DOKUMEN SUMBER.
Anak Baru
Halo.
It’s been a while. Sejujurnya nggak
pengin nulis begini di awal blog karena
kalau diteruskan selalu akan sama: saya yang nggak pernah lagi update dan malah berusaha menyibukkan
diri. Satu sisi saya mengatakan “syukurlah, kamu bisa lebih sibuk dari sekadar
nulis tanpa tujuan”, sementara diri saya yang lain tersedak setiap kali saya
merasa bahwa saya terlalu jauh melangkah tanpa bisa duduk dan mengamati;
seperti yang saya lakukan setiap kali saya di sini. Menulis begini.
Bisa
dikatakan ini hanyalah keegoisan saya semata. Saya
terkadang nggak pengin membebani pikiran saya dengan hal yang tidak penting (but here we are), apalagi sampai membuat
orang lain membaca tulisan saya. Ugh,
lets just pretend that I’m talking to you since we don’t have any specific
agenda here.
Tahun
kemarin saya praktis nggak melakukan apa-apa (jika kalian lihat dari blog ini).
Meski sejujurnya saya masih merasa gamang dengan bagaimana saya akhirnya
menjalani tahun itu dengan *cough*
baik-baik saja. Tiba-tiba sudah 2019 dan saya masih baik-baik saja. Masih
dengan saya yang berusaha membaca lebih dari biasa (tolong, dong, jangan
mengabaikan kata ‘berusaha’), menulis seperti biasa, dan mungkin sedikit
berpetualang. Ketahuilah, hal terbesar yang menahan saya nulis diari di sini
adalah karena saya nggak pengin menjustifikasi pandangan saya sendiri. Seperti
yang saya dapati pada tulisan-tulisan saya yang lalu. Saya bukan orang yang
pintar dan sempurna. Pandangan-pandangan saya masih merupakan turunan dari orang
lain yang karyanya saya baca atau orangnya saya temui, dan terkadang saya
merasa memutuskan ikatan dengannya setiap kali saya selesai menulis. Saya
merasa saya nggak pengin menyimpan terlalu banyak padahal usia saya masih
segini.
Setiap
kali saya kepengin berkata kasar atau kesal dengan perilaku atau sikap orang
lain, saya selalu berusaha menempatkan diri saya dalam posisi mereka dan
tiba-tiba kemarahan saya menguap entah kemana. Mungkin hal ini juga ditambah
pembacaan tergesa saya atas Filosofi
Teras-nya Henry Manampiring sehingga saya semakin lama semakin nggak pengin
berkecimpung dengan kekacauan orang lain. Hal ini membuat saya semakin nggak
pengin mengeluh. Di Twitter, saya Cuma retweet
lelucon witty. Di Instagram saya
semakin nggak menemukan caption untuk
foto apalagi instastory. Di Facebook
saya menghapus amalan-amalan buruk seperti status atau foto alay. Saya
membatasi pertemanan saya di media komunikasi privat seperti Line dan Whatsapp juga karena saya merasa nggak ada yang
dibutuhkan orang lain dari saya. Setiap kali menemukan kehebohan, kejahatan,
atau kebodohan orang lain, saya biasanya geleng-geleng kepala, menghela napas,
lalu tekan report. I never blocked anybody karena saya
nggak pengin ‘tidak selesai’ dengan diri saya sendiri (pengecualian untuk
grup-grup cranky di Line ataupun
akun-akun usang orang lain yang entah pemiliknya ke mana). Mungkin saya
terinspirasi tokoh-tokoh dalam Haruki Murakami yang living a pretty secluded live atau beberapa pembunuh dari film-film
physchological thriller.

BLOK DATA.
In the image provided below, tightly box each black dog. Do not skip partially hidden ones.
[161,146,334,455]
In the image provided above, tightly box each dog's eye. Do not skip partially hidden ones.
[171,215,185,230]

PETUNJUK LATIHAN.
A. Tuliskan kembali bagian tulisan blog yang dimulai dari "It’s been a" dan berakhir pada "sini. Menulis begini.", lalu ganti "mengamati" dengan "merenung".
B. Teruskan tulisan blog itu dari bagian tempat tulisan tersebut berhenti.
Materi tersebut tidak perlu dipakai.

JAWABAN YANG DIHARAPKAN.
A.
It’s been a while. Sejujurnya nggak
pengin nulis begini di awal blog karena
kalau diteruskan selalu akan sama: saya yang nggak pernah lagi update dan malah berusaha menyibukkan
diri. Satu sisi saya mengatakan “syukurlah, kamu bisa lebih sibuk dari sekadar
nulis tanpa tujuan”, sementara diri saya yang lain tersedak setiap kali saya
merasa bahwa saya terlalu jauh melangkah tanpa bisa duduk dan merenung;
seperti yang saya lakukan setiap kali saya di sini. Menulis begini.

B.
Saya
bukannya pengin menjadi transparan. Sebab orang-orang yang berteman dengan saya
pun boleh tahu kabar saya dari komunikasi kami yang bisa saja berlangsung
sehari-hari. Saya nggak membatasi pertemuan dan dengan senang hati nongkrong di
mana saja. Hanya saja sebagai orang yang kebanyakan berdiam diri, saya lebih
banyak melewati waktu dengan pekerjaan yang bisa dibilang membosankan sehingga
sesering apapun saya pergi, saya akan kembali ke ruangan saya sendiri dan
membereskan apa yang sudah saya sanggupi.
Well, sejauh ini... saya nggak tahu
rasanya jadi dewasa.
Apakah
saya jadi lebih bijak, lebih pintar, lebih mampu menahan emosi, lebih taktis,
lebih multitasking, lebih bertanggung
jawab, lebih membosankan, lebih cerewet, lebih tenang, atau yang lainnya. Sejauh
yang saya tahu, beberapa orang yang saya temui merasa bahwa saya sudah cukup
umur untuk mulai melangkah ke tahap yang mereka harapkan: bekerja di sebuah
korporasi secara resmi dari pagi hingga sore kecuali pada akhir pekan, menikah
dengan pasangan setelah memiliki aset, atau keduanya. Saya jarangkali
membawanya sampai ke hati. Saya masih berkecil hati sebab masih banyak yang
belum saya ketahui. Saya cukup bodoh dalam banyak hal, tetap emosional,
terkadang banyak pikiran, dan jarang membaca dua literatur di saat yang
bersamaan.
Ah,
satu hal yang saya tidak suka dari menulis begini adalah karena saya berakhir
menceritakan tentang diri saya sendiri.
Tahun
2019 sudah demikian bergulir dan tahu-tahu sebentar lagi sudah lebaran. Saya tidak
kepengin mengecilkan usaha saya untuk ‘bertahan hidup’, tetapi saya rasa orang
lain punya lebih banyak cerita dibanding saya dan terkadang saya lebih suka
menjawab pertanyaan daripada menjelaskan sesuatu untuk memuaskan entah-siapa-dimana.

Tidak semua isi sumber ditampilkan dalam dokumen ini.